#### REQUIREMENT
When you find the word "paddle" in a line of the entries, please copy the whole line.

Data extracted from a collection:
---------------

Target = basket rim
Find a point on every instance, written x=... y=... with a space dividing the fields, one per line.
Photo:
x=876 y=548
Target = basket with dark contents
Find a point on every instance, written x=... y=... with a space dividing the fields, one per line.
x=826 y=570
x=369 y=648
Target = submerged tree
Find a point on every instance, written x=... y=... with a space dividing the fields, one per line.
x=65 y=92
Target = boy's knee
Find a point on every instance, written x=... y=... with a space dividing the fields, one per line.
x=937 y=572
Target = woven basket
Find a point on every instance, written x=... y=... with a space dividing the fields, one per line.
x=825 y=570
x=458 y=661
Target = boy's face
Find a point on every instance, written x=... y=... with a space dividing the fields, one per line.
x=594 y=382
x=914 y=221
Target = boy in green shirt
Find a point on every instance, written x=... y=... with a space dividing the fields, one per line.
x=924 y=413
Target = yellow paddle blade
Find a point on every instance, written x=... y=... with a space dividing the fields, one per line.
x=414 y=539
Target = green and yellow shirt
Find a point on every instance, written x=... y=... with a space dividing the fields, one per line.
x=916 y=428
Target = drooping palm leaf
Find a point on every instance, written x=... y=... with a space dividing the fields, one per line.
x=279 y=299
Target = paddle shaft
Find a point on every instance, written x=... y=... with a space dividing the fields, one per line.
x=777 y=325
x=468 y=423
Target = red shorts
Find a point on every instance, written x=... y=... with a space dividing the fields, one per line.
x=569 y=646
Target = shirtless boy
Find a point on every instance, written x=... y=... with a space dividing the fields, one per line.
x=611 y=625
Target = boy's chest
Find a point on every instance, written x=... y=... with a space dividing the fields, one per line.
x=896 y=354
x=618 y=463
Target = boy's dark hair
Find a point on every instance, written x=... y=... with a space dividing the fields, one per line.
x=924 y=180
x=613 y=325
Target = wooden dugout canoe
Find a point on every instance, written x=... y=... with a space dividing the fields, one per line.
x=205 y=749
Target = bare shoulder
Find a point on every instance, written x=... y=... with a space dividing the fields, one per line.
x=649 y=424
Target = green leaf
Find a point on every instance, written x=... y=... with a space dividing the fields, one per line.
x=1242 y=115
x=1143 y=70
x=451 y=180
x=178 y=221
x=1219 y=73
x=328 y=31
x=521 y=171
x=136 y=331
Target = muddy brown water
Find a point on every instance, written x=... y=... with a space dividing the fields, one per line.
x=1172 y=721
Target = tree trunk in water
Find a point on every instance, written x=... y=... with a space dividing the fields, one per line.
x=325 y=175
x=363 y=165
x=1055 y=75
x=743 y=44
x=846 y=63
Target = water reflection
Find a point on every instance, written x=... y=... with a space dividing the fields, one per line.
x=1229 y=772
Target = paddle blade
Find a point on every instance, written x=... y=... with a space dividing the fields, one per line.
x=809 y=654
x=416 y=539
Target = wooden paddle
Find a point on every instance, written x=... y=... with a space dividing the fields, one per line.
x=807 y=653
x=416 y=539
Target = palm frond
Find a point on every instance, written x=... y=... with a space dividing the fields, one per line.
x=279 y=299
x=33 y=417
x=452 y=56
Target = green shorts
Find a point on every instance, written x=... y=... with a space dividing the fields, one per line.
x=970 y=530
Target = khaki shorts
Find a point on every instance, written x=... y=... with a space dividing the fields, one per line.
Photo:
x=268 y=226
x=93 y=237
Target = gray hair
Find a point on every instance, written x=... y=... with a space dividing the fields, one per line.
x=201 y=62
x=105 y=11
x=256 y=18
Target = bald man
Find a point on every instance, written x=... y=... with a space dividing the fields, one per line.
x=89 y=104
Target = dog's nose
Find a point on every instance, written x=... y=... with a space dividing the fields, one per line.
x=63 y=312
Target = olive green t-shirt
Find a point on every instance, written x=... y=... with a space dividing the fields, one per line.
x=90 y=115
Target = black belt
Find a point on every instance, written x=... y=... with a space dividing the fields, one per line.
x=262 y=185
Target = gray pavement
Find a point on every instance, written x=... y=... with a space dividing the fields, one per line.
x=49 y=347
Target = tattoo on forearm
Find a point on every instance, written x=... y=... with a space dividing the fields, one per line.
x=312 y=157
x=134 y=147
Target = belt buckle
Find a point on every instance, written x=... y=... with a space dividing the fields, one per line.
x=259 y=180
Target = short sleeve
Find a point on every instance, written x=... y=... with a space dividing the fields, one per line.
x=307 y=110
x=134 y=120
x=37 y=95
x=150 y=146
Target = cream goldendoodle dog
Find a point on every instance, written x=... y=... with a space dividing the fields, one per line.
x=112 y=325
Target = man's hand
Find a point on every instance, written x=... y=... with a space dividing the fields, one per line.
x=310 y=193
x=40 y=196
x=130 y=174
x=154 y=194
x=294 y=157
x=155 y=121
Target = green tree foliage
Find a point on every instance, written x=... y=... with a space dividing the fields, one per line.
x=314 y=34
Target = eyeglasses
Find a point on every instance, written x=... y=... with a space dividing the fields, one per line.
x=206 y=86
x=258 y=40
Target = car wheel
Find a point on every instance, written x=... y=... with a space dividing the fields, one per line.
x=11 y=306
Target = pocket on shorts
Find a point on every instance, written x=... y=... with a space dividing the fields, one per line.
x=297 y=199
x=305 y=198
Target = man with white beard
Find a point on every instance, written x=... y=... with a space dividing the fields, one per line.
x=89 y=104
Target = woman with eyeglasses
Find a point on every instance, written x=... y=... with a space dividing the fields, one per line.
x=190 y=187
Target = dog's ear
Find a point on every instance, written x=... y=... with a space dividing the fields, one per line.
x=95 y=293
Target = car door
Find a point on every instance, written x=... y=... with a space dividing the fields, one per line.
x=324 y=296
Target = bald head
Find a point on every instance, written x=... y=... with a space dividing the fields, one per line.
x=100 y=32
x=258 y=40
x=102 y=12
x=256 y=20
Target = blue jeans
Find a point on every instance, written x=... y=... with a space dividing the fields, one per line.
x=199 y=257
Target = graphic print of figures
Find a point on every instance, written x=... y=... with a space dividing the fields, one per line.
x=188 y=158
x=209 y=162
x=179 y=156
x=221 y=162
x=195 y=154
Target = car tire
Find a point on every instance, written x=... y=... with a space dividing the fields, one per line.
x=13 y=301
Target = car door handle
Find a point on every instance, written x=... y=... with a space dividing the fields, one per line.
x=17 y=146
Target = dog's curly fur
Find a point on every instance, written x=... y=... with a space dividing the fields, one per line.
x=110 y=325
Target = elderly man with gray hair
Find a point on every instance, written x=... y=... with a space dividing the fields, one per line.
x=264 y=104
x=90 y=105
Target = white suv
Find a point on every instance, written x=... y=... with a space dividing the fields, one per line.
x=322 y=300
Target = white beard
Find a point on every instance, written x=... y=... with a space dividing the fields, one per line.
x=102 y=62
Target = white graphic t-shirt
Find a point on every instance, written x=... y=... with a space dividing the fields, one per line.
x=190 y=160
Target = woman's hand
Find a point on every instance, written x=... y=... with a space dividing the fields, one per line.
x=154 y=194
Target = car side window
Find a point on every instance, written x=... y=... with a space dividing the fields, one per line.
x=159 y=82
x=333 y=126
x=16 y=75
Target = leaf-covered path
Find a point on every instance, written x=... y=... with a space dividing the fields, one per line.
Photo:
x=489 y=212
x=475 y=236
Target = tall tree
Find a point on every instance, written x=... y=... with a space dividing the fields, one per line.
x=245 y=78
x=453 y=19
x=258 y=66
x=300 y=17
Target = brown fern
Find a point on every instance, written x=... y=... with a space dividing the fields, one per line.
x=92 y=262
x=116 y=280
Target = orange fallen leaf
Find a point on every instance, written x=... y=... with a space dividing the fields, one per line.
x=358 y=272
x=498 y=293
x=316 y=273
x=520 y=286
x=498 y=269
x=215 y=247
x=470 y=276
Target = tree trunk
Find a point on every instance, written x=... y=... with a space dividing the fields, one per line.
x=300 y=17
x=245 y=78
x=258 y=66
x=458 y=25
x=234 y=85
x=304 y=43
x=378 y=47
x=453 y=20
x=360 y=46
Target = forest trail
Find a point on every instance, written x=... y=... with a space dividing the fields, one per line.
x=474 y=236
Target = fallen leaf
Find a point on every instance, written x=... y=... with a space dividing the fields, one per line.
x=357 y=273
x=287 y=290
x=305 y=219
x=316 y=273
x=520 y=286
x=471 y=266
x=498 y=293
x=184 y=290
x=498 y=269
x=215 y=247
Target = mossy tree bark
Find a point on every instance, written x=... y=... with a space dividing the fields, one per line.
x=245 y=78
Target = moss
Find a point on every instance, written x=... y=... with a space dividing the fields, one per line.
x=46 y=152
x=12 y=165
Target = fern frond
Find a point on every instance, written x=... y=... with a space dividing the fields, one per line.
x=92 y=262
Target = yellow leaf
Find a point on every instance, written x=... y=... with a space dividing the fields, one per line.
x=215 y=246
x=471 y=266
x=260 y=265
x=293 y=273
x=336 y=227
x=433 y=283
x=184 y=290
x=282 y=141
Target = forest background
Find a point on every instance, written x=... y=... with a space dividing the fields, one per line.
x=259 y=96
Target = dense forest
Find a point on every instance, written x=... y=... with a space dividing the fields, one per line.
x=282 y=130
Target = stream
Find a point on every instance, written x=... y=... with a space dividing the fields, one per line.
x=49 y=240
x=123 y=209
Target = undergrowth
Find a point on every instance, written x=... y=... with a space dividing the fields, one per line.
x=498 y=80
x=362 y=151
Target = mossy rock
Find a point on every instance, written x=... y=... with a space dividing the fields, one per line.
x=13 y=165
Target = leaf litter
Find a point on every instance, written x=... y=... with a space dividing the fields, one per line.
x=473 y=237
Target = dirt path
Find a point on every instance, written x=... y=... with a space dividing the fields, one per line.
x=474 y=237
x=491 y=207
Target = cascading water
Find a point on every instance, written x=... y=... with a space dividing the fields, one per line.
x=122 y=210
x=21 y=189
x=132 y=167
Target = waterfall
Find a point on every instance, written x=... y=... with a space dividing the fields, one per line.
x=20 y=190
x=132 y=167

---------------

#### WRITTEN SOLUTION
Target = yellow paddle blade
Target = paddle shaft
Target = paddle blade
Target = wooden paddle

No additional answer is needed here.